| TASK BRIEF |
According to the text on the LL95%CI rule, where is the optimal result on a ROC curve?

| TEXT UNDER STUDY |
==========
Comparison of the LL95%CI rule to a PE threshold for maximal RB classification: sensitivity and specificity for the MCBS LL95%CI ≤0.65 rule versus the ROC curve for PE rules ranging from 0.60 to 0.90 (time-to-event median control=6 months). (A–C) Power 80%. (D–F) Power 90%.

Annotation: Left and centre panels: true HR ≤0.65 and HR≤0.70, are respectively classified as big benefit, contrasted to a small benefit classification of true HR>0.80. Right panels: true HR ≤0.75 is classified as a relatively big benefit, contrasted to a small benefit classification of true HR>0.75. Red star: the MCBS LL95%CI≤0.65 rule for HR. ROC curve (black): PE rules ranging from 0.60 to 0.90.

By these criteria, superiority of the LL95%CI rule over a PE rule for the evaluation of RB is demonstrated in three tests:

  1. ROC curves (figure 3): the optimal result on a ROC curve corresponds to the top left corner, that is, 100% true positive, 0% false positive. The relative characteristics of the MCBS rule for maximal RB classification, using the LL95%CI ≤0.65 threshold, are compared with a range of PE thresholds and plotted in six ROC curves for true HR ranging from 0.60 to 0.90, for power 80% and 90% (figure 3). The LL95%CI rule (depicted as a red star) compared with a range of PE thresholds from 0.60 to 0.90, is almost always above and/or to the left of the PE ROC curve, indicating optimal balance between maximal true-positive and minimal false-positive results.
==========
Items listed in a dataset:
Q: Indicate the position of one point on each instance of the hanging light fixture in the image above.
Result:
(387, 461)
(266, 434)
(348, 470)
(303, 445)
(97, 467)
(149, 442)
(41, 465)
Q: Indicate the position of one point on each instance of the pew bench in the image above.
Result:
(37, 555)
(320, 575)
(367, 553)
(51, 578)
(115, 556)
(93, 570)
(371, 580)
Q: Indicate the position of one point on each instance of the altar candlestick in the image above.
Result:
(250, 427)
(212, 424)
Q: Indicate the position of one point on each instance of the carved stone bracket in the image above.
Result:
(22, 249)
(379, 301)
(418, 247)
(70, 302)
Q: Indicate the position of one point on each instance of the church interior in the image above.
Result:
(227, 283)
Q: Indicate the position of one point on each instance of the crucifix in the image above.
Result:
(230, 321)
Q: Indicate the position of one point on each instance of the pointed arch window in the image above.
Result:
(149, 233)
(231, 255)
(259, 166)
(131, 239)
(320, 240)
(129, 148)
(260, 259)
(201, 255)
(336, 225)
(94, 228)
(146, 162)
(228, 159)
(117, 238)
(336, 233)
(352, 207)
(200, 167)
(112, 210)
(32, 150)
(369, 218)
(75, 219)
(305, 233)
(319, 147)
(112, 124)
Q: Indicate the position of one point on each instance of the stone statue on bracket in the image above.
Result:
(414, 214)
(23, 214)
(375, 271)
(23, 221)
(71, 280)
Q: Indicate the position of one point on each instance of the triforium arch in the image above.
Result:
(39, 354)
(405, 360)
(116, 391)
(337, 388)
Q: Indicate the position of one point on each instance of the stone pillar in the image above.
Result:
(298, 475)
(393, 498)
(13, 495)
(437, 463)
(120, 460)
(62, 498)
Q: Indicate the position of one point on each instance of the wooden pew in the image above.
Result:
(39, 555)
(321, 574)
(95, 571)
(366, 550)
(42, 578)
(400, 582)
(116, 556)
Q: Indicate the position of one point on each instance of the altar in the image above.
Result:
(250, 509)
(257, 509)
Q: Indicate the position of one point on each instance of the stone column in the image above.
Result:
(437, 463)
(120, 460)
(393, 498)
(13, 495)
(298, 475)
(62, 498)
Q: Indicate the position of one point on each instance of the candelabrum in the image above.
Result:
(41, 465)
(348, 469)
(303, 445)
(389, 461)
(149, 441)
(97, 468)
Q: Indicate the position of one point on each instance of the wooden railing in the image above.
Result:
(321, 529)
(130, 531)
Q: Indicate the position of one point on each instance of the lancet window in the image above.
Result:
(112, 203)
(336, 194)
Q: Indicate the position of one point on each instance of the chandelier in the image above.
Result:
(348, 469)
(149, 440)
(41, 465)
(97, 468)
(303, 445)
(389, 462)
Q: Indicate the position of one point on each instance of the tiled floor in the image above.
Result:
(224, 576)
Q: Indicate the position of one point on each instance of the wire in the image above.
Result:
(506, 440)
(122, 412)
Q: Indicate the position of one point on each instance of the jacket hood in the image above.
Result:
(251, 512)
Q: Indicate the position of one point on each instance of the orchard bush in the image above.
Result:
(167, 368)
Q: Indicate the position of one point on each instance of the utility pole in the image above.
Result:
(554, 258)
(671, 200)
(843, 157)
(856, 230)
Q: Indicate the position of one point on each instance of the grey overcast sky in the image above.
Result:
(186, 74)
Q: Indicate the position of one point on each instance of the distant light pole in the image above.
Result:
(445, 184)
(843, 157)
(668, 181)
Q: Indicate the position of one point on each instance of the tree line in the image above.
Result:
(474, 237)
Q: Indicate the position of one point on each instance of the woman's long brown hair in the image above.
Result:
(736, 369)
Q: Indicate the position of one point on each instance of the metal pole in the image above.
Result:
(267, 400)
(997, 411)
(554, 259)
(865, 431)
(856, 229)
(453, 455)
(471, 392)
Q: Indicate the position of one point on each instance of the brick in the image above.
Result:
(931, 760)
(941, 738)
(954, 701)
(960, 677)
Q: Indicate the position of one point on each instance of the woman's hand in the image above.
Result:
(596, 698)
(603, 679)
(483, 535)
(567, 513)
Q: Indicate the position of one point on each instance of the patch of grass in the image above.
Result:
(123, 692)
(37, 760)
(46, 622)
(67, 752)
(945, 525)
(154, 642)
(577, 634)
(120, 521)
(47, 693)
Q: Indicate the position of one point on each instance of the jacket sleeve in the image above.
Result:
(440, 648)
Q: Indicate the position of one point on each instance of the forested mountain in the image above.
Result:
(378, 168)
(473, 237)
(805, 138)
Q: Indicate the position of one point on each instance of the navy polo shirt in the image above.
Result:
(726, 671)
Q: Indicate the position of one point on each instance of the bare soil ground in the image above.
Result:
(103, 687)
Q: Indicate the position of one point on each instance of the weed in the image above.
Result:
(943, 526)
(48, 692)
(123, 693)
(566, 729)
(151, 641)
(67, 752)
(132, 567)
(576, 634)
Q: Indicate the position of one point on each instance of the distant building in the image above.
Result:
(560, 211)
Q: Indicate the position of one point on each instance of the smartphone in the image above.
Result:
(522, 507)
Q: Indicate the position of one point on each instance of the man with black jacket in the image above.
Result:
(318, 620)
==========
| TASK RESULT |
The top left corner, meaning 100% true positive and 0% false positive.